Give the material as a Markdown table with columns n and Line, starting with the line that contains "For the evaluation set, locate the tower spire" and going on through the line that contains "x=131 y=298", both included. Number each row and leave out blank lines.
[start]
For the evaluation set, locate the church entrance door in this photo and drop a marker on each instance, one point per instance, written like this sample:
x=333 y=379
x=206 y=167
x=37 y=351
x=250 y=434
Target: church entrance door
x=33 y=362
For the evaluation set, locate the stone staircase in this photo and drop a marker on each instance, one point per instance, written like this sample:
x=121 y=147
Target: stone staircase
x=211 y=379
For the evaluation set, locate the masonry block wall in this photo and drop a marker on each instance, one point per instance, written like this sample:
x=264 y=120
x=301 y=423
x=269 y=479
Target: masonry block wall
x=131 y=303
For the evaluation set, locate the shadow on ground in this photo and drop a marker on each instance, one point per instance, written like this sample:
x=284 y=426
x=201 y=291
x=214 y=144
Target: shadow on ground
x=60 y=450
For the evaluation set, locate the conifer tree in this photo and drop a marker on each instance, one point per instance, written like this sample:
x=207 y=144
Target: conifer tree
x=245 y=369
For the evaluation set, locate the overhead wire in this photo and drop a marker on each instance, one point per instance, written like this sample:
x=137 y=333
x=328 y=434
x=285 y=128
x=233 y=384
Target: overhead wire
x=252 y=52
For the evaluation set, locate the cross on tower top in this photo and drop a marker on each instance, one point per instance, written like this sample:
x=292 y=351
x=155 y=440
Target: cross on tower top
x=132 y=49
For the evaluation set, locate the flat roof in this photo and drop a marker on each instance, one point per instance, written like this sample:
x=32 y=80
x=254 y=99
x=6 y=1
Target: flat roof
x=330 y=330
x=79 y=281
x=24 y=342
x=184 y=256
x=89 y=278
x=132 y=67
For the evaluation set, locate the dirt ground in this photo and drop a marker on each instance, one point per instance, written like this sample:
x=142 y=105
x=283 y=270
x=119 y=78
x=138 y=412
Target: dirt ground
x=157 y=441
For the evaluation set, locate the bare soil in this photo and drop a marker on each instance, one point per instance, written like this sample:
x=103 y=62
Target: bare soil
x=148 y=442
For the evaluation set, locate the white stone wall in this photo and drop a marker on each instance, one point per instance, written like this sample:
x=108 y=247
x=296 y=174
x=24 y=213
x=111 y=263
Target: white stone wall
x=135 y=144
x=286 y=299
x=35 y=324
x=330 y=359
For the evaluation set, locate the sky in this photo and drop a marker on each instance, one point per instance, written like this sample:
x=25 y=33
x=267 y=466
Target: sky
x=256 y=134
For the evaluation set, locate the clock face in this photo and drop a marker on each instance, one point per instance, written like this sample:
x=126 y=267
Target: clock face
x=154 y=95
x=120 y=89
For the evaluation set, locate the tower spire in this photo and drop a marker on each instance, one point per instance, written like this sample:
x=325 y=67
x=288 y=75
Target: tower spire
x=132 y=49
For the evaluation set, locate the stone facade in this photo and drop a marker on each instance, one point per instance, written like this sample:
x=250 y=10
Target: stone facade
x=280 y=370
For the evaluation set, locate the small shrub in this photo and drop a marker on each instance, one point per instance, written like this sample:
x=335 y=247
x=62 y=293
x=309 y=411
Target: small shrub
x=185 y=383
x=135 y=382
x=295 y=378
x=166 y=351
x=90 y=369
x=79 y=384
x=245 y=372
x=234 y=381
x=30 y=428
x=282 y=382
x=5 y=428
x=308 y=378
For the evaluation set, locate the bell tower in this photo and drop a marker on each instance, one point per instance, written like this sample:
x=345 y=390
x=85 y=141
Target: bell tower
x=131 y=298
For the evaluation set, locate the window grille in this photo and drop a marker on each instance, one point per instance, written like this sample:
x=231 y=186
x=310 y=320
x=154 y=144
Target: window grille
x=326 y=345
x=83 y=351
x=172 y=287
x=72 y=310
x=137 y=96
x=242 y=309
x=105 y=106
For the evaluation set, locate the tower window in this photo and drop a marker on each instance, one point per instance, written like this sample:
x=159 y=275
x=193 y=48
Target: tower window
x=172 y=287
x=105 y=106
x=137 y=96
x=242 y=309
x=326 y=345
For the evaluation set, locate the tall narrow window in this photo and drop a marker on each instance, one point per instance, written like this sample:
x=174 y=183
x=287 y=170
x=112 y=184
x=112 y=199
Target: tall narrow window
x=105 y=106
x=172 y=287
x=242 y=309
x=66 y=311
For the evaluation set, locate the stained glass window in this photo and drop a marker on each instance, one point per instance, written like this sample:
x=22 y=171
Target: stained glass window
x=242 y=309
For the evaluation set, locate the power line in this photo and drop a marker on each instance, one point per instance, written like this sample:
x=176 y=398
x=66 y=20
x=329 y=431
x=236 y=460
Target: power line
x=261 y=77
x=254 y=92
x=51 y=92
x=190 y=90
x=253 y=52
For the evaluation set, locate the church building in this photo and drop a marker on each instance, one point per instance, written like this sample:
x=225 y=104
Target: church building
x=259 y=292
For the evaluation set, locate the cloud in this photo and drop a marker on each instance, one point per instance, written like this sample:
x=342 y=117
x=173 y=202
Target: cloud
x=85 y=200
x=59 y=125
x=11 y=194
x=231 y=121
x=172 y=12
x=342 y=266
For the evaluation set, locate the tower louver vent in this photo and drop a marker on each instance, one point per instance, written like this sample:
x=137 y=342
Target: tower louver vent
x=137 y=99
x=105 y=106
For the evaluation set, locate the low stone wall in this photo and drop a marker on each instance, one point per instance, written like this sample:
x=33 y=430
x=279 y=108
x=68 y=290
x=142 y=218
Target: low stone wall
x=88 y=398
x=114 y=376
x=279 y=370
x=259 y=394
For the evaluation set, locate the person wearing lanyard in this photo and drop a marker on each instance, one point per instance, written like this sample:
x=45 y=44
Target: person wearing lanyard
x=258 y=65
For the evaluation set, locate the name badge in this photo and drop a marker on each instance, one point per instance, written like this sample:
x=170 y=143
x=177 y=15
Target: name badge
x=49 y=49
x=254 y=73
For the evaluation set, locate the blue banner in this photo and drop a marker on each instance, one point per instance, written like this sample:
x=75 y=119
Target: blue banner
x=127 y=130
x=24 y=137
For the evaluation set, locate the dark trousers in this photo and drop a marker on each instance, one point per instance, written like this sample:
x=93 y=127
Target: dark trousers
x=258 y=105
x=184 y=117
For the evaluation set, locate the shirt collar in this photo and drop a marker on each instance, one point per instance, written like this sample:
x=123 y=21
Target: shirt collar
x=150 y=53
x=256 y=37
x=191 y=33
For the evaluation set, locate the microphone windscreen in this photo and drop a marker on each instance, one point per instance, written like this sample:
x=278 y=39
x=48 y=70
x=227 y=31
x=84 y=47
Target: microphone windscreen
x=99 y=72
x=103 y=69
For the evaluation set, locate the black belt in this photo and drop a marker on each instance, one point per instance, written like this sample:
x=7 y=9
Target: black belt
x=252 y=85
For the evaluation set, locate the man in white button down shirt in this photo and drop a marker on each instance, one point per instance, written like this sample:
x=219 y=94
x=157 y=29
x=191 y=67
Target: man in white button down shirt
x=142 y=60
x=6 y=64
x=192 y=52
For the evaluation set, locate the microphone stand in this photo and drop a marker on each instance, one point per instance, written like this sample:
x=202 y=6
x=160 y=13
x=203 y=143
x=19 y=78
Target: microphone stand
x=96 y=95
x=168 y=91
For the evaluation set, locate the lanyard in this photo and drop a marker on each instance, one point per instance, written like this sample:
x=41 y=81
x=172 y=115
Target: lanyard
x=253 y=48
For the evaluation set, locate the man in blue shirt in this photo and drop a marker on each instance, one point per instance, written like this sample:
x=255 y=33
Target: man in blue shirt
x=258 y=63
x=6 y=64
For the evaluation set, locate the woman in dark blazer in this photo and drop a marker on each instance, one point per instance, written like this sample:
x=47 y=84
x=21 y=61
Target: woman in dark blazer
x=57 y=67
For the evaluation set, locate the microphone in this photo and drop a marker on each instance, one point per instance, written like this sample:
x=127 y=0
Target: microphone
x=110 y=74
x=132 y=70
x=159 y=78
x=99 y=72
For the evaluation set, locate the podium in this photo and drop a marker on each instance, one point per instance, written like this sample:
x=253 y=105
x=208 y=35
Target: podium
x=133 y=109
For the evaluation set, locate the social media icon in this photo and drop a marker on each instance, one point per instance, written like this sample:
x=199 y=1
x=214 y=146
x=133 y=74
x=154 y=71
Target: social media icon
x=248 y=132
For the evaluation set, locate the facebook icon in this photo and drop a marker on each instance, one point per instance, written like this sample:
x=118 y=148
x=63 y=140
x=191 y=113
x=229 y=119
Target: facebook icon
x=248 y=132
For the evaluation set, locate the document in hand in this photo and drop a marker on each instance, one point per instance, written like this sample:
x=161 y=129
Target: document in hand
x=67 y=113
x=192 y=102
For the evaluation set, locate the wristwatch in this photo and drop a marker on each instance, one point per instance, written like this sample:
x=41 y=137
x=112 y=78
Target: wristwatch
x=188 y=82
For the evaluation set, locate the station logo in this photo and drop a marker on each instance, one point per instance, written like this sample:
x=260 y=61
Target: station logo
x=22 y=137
[end]
▶ Solution for this task
| n | Line |
|---|---|
| 1 | For the evaluation set, locate the tower spire in this photo and drop a marker on each instance, one point per instance, written like this sample: |
| 2 | x=325 y=67 |
| 3 | x=288 y=75 |
| 4 | Target: tower spire |
| 5 | x=132 y=49 |
| 6 | For the evaluation set, locate the stone facade in this photo and drop a marker on each instance, one point per instance, written like this sample: |
| 7 | x=250 y=10 |
| 8 | Target: stone facade |
| 9 | x=280 y=370 |
| 10 | For the evaluation set, locate the small shrub in this photo and drop a marker on each instance, one point per instance, written like this sample: |
| 11 | x=335 y=247 |
| 12 | x=62 y=293 |
| 13 | x=309 y=411 |
| 14 | Target: small shrub |
| 15 | x=185 y=383 |
| 16 | x=135 y=382 |
| 17 | x=295 y=378 |
| 18 | x=166 y=351 |
| 19 | x=90 y=369 |
| 20 | x=79 y=384 |
| 21 | x=245 y=372 |
| 22 | x=234 y=381 |
| 23 | x=30 y=428 |
| 24 | x=282 y=382 |
| 25 | x=5 y=428 |
| 26 | x=308 y=378 |
| 27 | For the evaluation set, locate the bell tower in this photo and drop a marker on each instance, one point per instance, written like this sample: |
| 28 | x=345 y=390 |
| 29 | x=85 y=141 |
| 30 | Target: bell tower |
| 31 | x=131 y=298 |